I still have an IPC on my desk as a monitor stand. In 1996 I used it as a router for my 24hour 56kbps modem connection, serving all of 204.94.173.x - I was paying tlg.org $145/mo for my Class C address space, and all my home machines were just hanging out there. that is the internet I really miss.


I have been thinking about getting an old IPC or IPX and swapping out the internals with a modern PC motherboard and components, but only if I can do it cleanly. I haven't done it due to not having enough free time and... it just feels wrong to me in some way.


Ah the trouble of finding a unix workstation with a pristine case and thoroughly cooked interior so you don't feel bad about gutting it for a casemod. Call me when you find one.


I hear you. For most of the 90's, I had my home network on a publicly routed /24, no firewall.


Hosted my own domain and mail server right under my desk...


Same! I now have the /24 routed over a wireguard tunnel. About 5 years back I was able to register my own ASN and set up peering through a VPS.


Same! My IPC served my domain using Solaris on a nailed up bonded ISDN circuit until someone filled the root disk trying to patch the rpc.cmsd remote exploit. After that it was BSDs until I settled on OpenBSD.


Ditto here. I loved their hardware from that era up until the early 2000s. I still have a few dozen systems from those years in my basement. I tried getting rid of them years ago using the Marie Kondo method, but they all SPARC joy...


Hahaha :)


I can remember carrying a Sun machine around for demos in '95 or so - the IPX was easy to carry but the monitor less than easy. What I particularly remember is getting the occasional electric shocks from the monitor when carrying it (presumably from energy stored in capacitors) and being really careful not to drop it as our two person company only had one Sun monitor!

BRIEF A: In the comments on old Sun workstations, how much did the writer pay tlg.org each month for the Class C address space?
BRIEF B: Write out the part of the comments on old Sun workstations from "Ah the trouble" to "under my desk..." word for word.

DATASET EXTRACT:
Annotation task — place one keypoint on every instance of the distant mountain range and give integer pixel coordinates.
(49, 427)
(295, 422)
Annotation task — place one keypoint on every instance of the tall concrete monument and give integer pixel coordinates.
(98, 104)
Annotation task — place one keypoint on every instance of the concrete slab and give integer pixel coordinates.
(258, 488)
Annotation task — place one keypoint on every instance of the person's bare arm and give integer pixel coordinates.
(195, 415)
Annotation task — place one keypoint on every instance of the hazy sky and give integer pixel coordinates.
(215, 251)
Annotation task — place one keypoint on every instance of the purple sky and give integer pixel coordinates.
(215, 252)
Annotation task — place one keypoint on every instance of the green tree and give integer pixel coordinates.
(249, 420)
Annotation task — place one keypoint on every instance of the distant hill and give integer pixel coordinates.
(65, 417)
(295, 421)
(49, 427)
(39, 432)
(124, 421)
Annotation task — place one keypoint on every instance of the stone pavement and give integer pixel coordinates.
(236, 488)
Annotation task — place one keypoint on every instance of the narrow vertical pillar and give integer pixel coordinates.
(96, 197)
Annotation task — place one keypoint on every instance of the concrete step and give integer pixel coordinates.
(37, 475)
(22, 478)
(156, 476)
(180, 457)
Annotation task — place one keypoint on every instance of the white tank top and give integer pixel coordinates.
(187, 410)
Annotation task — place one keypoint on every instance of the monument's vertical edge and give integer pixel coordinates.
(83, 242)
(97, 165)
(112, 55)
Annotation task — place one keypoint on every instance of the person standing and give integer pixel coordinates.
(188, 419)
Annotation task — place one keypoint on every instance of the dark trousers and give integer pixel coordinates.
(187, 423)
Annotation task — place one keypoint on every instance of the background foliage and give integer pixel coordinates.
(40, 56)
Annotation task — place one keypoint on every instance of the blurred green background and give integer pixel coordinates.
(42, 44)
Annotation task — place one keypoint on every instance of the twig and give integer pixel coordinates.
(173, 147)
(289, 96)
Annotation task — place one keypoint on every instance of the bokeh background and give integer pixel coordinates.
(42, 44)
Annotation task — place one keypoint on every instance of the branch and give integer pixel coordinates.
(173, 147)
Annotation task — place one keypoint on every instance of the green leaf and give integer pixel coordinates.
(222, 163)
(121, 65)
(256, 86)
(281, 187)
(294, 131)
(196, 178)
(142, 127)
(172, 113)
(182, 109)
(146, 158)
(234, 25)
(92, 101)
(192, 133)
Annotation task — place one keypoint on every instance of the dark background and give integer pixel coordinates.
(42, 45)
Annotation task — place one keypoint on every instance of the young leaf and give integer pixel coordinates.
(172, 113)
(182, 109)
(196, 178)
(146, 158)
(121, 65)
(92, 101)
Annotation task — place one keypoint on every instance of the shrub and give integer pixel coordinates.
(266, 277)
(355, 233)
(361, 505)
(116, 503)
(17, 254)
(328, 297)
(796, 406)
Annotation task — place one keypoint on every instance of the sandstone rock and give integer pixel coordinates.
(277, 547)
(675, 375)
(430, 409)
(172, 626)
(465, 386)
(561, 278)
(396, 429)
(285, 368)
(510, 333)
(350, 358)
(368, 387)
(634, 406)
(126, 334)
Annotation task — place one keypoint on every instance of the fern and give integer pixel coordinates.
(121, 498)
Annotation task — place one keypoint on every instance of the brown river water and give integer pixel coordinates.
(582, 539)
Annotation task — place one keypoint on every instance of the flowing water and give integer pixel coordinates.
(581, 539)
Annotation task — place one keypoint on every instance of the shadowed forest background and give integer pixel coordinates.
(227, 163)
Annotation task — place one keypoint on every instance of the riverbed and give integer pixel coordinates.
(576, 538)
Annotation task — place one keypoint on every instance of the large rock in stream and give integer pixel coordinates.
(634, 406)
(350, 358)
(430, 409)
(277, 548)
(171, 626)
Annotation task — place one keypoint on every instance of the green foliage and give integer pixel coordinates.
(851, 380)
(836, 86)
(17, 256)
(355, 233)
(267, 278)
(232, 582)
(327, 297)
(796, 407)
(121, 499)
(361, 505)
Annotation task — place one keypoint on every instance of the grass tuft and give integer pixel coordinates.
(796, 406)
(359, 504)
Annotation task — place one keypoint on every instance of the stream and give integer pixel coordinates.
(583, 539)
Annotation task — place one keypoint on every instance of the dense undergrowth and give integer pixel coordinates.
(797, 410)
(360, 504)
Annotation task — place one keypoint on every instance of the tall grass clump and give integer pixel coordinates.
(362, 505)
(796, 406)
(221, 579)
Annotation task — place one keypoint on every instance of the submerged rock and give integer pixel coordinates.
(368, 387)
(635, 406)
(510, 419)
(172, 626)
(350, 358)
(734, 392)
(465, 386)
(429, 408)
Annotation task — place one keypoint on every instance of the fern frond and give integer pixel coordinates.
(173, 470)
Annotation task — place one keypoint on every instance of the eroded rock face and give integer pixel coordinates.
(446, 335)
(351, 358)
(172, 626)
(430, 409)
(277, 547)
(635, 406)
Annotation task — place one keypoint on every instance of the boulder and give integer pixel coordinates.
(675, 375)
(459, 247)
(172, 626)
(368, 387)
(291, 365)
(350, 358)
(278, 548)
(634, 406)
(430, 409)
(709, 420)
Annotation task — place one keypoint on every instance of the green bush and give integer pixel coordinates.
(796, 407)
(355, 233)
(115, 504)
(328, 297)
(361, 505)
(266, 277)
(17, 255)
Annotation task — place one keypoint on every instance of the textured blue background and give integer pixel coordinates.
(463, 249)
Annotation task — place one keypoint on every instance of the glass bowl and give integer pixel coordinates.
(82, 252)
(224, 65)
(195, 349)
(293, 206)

WRITTEN SOLUTION A: $145 per month.

WRITTEN SOLUTION B:
Ah the trouble of finding a unix workstation with a pristine case and thoroughly cooked interior so you don't feel bad about gutting it for a casemod. Call me when you find one.


I hear you. For most of the 90's, I had my home network on a publicly routed /24, no firewall.


Hosted my own domain and mail server right under my desk...